## DATA LINES
· · · ·

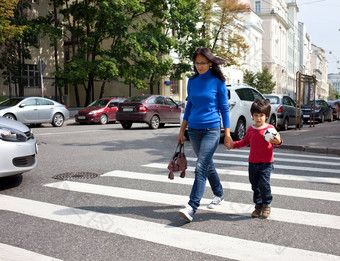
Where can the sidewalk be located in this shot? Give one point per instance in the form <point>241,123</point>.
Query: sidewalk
<point>323,138</point>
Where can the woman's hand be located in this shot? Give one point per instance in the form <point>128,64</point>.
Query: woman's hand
<point>180,138</point>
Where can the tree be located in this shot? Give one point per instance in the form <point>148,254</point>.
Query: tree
<point>220,26</point>
<point>140,36</point>
<point>262,81</point>
<point>7,28</point>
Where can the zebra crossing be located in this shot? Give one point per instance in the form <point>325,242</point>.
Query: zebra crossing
<point>195,239</point>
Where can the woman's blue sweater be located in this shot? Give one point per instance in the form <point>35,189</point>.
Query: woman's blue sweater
<point>207,100</point>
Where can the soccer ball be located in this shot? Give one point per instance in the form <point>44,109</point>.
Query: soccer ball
<point>269,134</point>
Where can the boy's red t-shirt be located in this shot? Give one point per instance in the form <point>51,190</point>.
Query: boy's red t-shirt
<point>261,151</point>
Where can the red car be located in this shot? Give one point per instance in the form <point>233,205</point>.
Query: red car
<point>102,110</point>
<point>155,110</point>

· · · ·

## TO BE DONE
Could you copy every line of the data above word for word, leaving out the picture?

## RESPONSE
Where can the sidewalk be located in this shot? Give one point per instance in the form <point>241,123</point>.
Query: sidewalk
<point>323,138</point>
Where can the woman's hand be located in this shot? Give one point per instance in the form <point>128,64</point>.
Query: woman's hand
<point>180,138</point>
Where can the tree be located in this shot? Give one point per instance in the form <point>148,254</point>.
Query: tree
<point>220,26</point>
<point>140,36</point>
<point>262,81</point>
<point>7,28</point>
Where can the zebra crossing be located in this shot? Give one point per instance in the form <point>325,242</point>.
Query: zebra crossing
<point>195,239</point>
Where can the woman's blue sweater be located in this shot? Give one point per instance in the form <point>35,189</point>.
Query: woman's blue sweater
<point>207,100</point>
Where can the soccer ball be located in this shot? Give one point per instance in the form <point>44,109</point>.
Query: soccer ball
<point>269,134</point>
Where can the boy's red t-shirt be located in this shot? Give one point per instance in the form <point>51,190</point>.
Query: boy's red t-shirt
<point>261,151</point>
Where can the red car be located in this shot? Give one point per instance in the form <point>233,205</point>.
Query: red car
<point>102,110</point>
<point>155,110</point>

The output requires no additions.